- [SELECTED TEXT]
[start]
This comes after the financial institutions obtained the requisite approval from the Ministry of Finance, Economic Development and Investment Promotion.

FBC Bank and the building society are merging operations in Zimbabwe to create a single, stronger banking entity, driven by regulatory requirements for increased capital.

It is expected that the transaction will drive operational efficiencies, cost reduction through automation, digital transformation, enhanced competitiveness, better customer service, and a wider product range, among other benefits.

The merger, which has been under consideration for slightly over 10 years, will result in the dissolution of FBC Building Society as a distinct legal entity.

The internal restructuring exercise will not alter the shareholding structure of FBC Holdings Limited, introduce new risks or change the group’s financial outlook.

FBC Bank is registered as a banking institution under the Banking Act [Chapter 24:20], while FBC Building Society is registered under the Building Societies Act [Chapter 24:02].

In a trade update to stakeholders, group company secretary, Mr Tichaona Mabeza, said the approval was published in the Government Gazette on December 12, 2025, in line with Section 25(4) of the Banking Act [Chapter 24:20].

“Following the publication in the Government Gazette on 12 December 2025 and in accordance with Section 25(4) of the Banking Act [Chapter 24:20], the FBC Group has notified stakeholders that the Minister of Finance, Economic Development and Investment Promotion has granted approval for the merger of FBC Bank Limited and FBC Building Society,” said Mr Mabeza.

“This approval follows the joint application submitted by the two institutions in terms of Section 25(2) of the Act, seeking authorisation for the proposed consolidation.

“FBCH is therefore pleased to confirm that the necessary statutory approval has been obtained, enabling the group to proceed with the integration of the two institutions in line with the approved restructuring programme.”
[end]
- [WHAT TO DO]
**1.** In the article on the FBC merger, on what date was the approval published in the Government Gazette?
**2.** Using the article on the FBC merger, explain why FBC Bank and FBC Building Society are merging operations.
**3.** Output the passage from the article on the FBC merger starting with "The internal restructuring" and going on through "Act [Chapter 24:02].".
The data that comes next is separate material from the article on the FBC merger.

Collected data entries
[start]
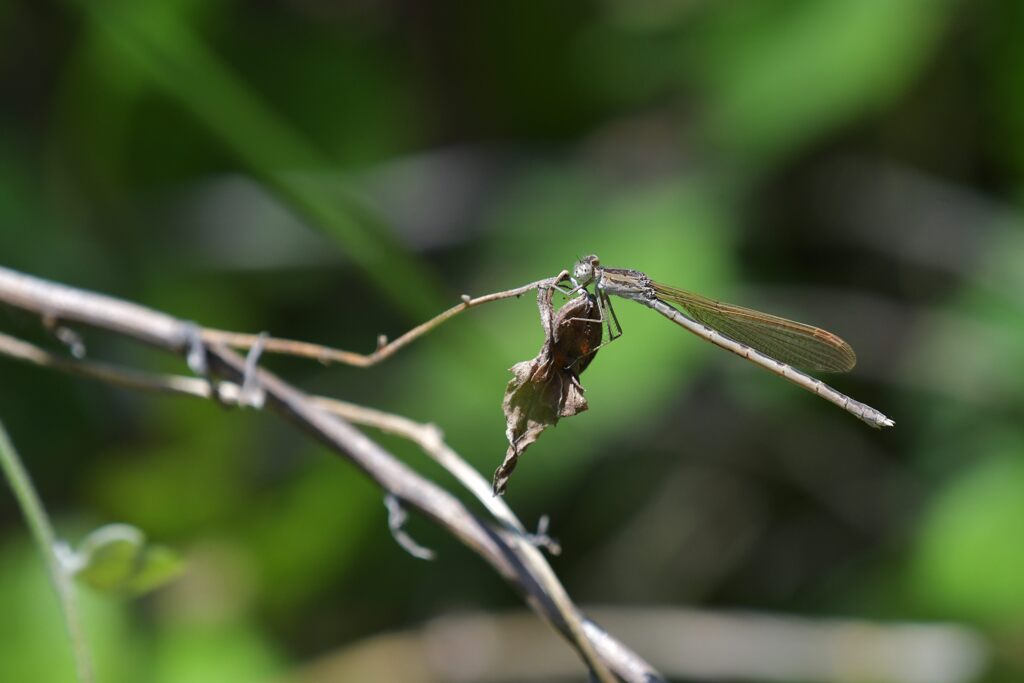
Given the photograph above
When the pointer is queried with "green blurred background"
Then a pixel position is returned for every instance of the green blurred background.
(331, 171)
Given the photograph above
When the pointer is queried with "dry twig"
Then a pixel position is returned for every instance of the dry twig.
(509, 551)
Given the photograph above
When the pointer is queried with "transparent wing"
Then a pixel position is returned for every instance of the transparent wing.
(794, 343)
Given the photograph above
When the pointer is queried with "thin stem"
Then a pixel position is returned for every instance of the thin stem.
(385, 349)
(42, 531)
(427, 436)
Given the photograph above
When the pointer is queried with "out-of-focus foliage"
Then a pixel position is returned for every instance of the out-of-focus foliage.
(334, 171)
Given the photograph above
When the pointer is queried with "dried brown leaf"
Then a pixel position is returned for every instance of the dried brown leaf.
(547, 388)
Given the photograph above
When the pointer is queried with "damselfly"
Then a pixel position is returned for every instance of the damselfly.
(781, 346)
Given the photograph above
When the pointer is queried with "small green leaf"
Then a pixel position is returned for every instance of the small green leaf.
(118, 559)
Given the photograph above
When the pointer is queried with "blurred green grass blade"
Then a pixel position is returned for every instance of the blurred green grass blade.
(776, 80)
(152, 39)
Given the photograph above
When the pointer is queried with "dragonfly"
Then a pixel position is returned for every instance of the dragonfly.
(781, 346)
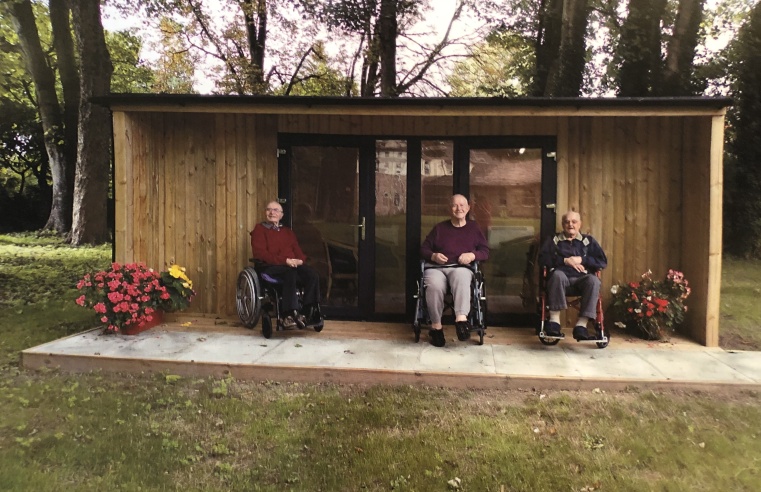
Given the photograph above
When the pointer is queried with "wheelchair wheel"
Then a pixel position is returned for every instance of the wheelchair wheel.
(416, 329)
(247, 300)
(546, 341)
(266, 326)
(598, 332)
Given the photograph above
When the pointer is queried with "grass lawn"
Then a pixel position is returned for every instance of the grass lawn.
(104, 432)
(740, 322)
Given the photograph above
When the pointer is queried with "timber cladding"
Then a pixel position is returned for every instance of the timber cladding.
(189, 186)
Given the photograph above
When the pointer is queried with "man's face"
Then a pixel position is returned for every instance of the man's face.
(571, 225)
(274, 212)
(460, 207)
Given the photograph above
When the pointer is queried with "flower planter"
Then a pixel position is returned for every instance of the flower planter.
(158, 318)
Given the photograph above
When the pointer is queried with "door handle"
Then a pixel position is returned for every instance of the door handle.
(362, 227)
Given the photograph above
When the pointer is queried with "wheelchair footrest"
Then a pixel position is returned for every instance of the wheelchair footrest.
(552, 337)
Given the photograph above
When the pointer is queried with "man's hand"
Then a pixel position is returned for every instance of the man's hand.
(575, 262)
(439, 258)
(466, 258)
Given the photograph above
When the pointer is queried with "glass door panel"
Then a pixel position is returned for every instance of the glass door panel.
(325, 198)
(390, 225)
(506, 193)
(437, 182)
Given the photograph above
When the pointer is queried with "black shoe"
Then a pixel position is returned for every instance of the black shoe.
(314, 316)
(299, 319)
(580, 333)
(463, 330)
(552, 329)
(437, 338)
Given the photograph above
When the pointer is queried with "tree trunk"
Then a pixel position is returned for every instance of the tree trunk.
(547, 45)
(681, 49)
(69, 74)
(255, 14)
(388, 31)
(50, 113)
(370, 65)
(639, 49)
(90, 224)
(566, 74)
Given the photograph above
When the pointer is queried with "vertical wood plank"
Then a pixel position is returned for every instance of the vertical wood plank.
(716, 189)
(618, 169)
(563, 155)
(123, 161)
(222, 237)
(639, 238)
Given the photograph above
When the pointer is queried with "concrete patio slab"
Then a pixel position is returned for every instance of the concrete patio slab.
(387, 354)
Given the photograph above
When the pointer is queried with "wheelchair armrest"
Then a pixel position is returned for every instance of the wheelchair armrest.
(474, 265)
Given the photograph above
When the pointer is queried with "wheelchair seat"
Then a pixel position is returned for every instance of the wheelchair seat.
[end]
- [SOLUTIONS TO EACH TASK]
**1.** December 12, 2025.

**2.** The merger is driven by regulatory requirements for increased capital. Combining operations is meant to create a single, stronger banking entity in Zimbabwe.

**3.**
The internal restructuring exercise will not alter the shareholding structure of FBC Holdings Limited, introduce new risks or change the group’s financial outlook.

FBC Bank is registered as a banking institution under the Banking Act [Chapter 24:20], while FBC Building Society is registered under the Building Societies Act [Chapter 24:02].